According to the text about the third stimulus bill, how much of the emergency funds is set aside specifically for Tribal governments?

- PAGE TEXT -
►
Last week, the U.S. Congress passed the third stimulus bill in response to the COVID-19 pandemic. This bill primarily focused on economic relief for companies, individuals, cities, states, and tribal communities. It allocates over $2 trillion in funds for a variety of measures intended to ease the burden of COVID-19.
Some of the included measures have been in the news for weeks, including those related to individual checks for those financially impacted by the virus. But there is an element to this bill that is equally important, not only for our ability to cope with the virus now but also to permanently change our country for the better.
These emergency funds allocate $150 billion to states and territories, including $8 billion specifically for Tribal governments, for “coronavirus relief.” What that relief looks like, however, is relatively vague. If a community was financially impacted by the pandemic between March and December of this year, in a way that they did not originally anticipate in their budgets, this fund covers most of those expenses.
And what is one of the biggest impacts we’ve seen? Millions of people have been forced to isolate themselves at home and carry out their daily lives as best as possible.
◄
- EXTRACTED ENTRIES -
►
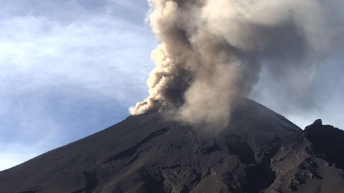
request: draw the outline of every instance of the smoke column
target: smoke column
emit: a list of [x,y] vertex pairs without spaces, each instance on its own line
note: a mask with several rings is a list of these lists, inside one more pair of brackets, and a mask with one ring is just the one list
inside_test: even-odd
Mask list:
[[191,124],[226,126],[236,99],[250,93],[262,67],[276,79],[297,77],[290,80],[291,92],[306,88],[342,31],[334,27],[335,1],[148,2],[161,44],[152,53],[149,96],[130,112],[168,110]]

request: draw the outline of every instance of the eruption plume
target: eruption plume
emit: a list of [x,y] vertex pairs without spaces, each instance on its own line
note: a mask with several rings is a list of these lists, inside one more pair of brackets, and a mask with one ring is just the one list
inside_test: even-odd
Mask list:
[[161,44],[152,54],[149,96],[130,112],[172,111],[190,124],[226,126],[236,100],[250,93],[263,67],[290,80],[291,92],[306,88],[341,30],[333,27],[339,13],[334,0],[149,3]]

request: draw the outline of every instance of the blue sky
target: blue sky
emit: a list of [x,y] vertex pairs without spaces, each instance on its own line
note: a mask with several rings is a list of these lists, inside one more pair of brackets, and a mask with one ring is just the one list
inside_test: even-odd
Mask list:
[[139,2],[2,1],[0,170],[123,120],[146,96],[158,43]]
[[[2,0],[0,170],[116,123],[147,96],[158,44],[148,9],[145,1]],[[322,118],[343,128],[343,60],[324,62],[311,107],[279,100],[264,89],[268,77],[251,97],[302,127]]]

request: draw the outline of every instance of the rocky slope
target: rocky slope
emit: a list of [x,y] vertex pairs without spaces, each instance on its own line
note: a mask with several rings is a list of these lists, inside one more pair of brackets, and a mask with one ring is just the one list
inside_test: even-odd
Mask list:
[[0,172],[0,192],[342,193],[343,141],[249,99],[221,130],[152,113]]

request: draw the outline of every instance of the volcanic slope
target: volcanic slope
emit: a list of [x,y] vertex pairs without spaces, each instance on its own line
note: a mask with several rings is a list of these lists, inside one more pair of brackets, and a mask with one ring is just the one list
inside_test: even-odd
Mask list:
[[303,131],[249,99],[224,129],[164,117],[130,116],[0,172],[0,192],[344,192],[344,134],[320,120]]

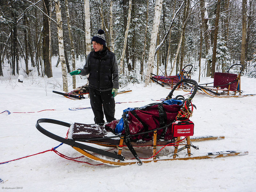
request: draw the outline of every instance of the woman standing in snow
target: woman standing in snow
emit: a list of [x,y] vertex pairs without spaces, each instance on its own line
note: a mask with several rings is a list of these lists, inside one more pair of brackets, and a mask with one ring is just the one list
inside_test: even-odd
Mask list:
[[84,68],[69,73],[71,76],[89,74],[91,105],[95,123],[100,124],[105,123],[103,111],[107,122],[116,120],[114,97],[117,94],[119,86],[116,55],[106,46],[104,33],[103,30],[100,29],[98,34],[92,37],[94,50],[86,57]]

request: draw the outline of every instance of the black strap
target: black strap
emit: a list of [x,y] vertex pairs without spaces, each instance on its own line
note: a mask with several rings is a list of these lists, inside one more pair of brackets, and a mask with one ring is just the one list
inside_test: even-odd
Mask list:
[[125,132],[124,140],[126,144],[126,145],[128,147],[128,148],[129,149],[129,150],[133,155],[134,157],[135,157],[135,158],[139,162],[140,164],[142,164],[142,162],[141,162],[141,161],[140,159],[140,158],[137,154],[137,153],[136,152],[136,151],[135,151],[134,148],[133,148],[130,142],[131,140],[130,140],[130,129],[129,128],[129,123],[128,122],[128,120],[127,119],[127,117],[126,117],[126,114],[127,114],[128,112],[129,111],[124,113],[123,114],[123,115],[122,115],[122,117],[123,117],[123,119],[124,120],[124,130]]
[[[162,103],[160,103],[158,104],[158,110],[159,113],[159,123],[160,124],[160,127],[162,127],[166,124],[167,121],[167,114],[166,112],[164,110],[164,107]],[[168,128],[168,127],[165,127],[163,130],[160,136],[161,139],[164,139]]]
◄
- TASK SOLUTION -
$8 billion